- WHAT YOU NEED TO DO -
In the entries below, which lines run from the one containing "Can you spot the crash" to the one containing "Can you spot the guitar player"? Copy exactly those lines, ends included, and no others.

──────── DATA LISTING ────────

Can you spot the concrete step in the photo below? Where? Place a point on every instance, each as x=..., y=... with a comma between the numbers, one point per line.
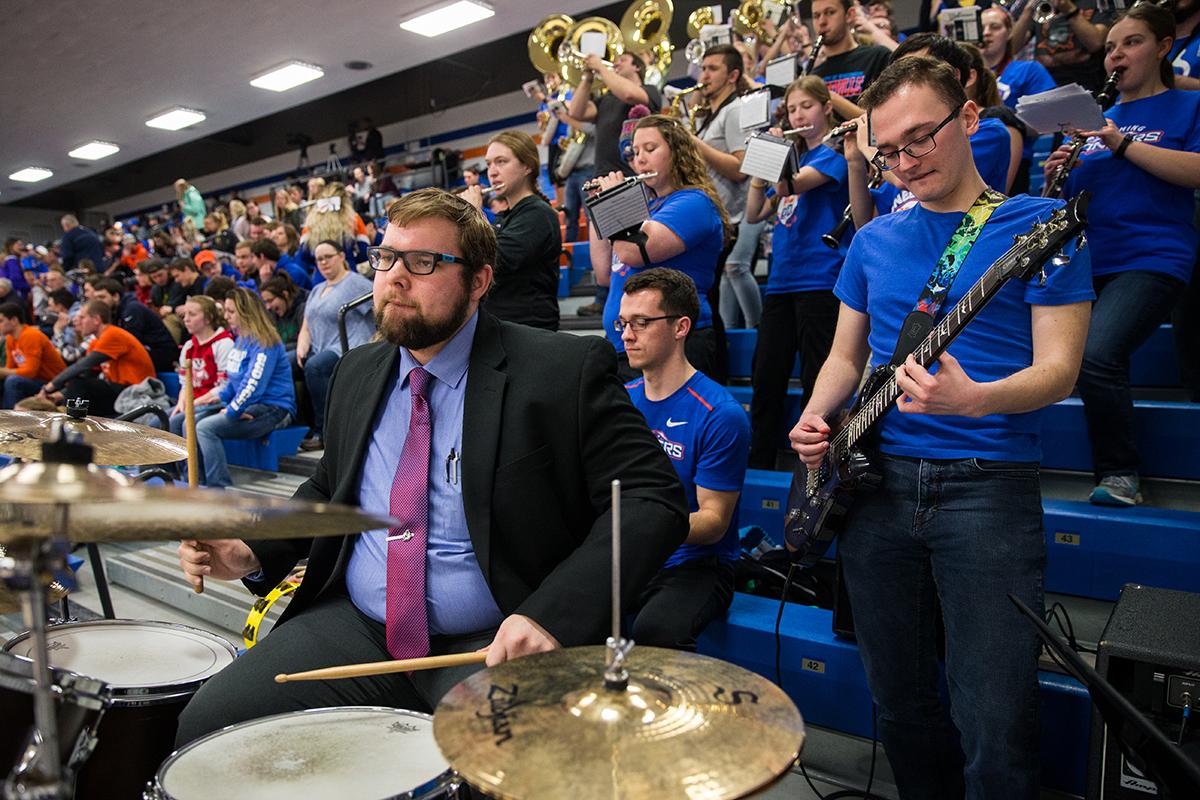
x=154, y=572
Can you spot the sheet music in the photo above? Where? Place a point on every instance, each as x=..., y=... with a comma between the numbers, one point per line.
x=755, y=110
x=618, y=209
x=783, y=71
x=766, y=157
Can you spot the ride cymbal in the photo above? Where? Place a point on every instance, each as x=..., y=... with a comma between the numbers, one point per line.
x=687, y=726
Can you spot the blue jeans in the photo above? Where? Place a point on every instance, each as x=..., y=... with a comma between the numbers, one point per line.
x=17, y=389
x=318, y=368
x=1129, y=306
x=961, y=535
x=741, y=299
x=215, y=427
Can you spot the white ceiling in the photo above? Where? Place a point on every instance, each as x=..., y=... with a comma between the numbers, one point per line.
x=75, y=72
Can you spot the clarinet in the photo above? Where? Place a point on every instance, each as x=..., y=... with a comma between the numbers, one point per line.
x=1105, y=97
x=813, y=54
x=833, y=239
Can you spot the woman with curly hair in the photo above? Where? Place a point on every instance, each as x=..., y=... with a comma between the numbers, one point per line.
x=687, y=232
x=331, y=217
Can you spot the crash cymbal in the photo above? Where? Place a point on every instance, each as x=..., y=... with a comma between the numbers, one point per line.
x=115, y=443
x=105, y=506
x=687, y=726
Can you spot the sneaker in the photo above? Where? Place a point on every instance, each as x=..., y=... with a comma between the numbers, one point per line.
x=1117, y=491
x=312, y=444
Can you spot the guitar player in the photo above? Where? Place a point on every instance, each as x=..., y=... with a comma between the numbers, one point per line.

────────
──────── DATA LISTING ────────

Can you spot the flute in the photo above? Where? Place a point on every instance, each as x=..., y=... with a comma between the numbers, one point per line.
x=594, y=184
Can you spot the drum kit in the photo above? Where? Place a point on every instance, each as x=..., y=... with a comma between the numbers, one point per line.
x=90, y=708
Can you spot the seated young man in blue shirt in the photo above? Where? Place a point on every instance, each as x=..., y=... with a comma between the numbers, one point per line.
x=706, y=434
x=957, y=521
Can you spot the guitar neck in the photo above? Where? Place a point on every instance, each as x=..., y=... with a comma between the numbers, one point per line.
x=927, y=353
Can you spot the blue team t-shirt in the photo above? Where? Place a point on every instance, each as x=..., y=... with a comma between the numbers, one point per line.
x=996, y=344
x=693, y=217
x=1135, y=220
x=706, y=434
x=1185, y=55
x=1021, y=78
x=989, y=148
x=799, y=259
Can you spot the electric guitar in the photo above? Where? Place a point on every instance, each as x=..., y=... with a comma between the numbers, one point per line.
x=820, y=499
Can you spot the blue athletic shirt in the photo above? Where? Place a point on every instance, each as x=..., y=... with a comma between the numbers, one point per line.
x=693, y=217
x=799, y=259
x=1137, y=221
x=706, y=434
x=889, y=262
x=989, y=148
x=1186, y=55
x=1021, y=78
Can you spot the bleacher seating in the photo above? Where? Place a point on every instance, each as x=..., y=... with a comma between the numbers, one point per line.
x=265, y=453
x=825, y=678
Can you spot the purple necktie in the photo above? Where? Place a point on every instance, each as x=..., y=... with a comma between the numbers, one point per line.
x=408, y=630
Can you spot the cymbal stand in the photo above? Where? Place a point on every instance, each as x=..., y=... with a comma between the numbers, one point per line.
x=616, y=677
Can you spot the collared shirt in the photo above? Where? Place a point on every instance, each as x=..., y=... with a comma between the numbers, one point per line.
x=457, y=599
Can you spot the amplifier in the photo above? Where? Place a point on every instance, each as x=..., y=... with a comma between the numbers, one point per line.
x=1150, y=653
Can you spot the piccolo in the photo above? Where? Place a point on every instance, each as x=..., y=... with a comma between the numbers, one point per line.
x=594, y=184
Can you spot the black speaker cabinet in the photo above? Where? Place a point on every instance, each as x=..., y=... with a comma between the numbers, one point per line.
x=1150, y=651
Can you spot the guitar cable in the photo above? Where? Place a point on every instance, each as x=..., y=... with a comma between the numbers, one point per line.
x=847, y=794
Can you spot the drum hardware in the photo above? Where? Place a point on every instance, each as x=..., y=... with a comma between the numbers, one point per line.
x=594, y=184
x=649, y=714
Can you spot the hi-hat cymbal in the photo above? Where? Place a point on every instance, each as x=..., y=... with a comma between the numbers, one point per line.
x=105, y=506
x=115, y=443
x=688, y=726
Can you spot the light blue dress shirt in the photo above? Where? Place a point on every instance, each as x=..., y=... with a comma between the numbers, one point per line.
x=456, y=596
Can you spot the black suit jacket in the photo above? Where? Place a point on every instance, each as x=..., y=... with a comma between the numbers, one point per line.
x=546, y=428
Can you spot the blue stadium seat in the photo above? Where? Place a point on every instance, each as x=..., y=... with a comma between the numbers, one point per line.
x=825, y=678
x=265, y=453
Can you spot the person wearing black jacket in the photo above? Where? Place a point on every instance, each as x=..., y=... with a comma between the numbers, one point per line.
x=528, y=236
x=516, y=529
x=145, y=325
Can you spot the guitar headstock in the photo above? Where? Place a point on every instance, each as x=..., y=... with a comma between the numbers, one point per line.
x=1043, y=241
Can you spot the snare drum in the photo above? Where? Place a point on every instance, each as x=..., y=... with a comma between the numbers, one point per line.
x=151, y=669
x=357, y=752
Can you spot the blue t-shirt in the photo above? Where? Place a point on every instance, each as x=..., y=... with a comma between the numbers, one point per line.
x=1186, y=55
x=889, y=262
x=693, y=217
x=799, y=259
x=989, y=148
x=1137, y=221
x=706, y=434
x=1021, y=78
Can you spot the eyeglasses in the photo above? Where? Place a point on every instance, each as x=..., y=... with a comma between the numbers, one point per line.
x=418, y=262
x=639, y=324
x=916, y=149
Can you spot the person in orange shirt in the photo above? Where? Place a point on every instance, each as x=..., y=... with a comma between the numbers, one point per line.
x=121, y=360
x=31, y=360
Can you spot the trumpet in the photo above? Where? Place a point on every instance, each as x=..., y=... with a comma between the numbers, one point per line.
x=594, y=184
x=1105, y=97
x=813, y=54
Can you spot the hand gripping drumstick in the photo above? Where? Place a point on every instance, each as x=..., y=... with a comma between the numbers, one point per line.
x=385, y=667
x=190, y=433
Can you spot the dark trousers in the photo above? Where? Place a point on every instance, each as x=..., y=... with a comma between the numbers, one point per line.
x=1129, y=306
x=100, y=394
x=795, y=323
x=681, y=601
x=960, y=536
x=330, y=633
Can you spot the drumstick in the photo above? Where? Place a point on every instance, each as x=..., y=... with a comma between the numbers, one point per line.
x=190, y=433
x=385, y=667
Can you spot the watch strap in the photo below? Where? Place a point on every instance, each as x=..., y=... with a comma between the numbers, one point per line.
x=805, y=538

────────
──────── DATA LISTING ────────

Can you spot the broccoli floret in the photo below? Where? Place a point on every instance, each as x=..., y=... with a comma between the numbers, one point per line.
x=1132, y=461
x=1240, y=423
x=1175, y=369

────────

- WRITTEN ANSWER -
Can you spot the crash cymbal in the photo above? Where? Place a point on every instance, each as x=..., y=... with a comma between the numbers, one point per line.
x=115, y=443
x=105, y=506
x=687, y=726
Can you spot the sneaker in the photo above? Where? Place a point on every instance, each as x=..., y=... with a comma between the numbers, one point per line.
x=1117, y=491
x=312, y=444
Can you spot the guitar player in the photo above? Where? Place a point on every instance, each as x=..., y=... with a comma between the numbers, one point per line.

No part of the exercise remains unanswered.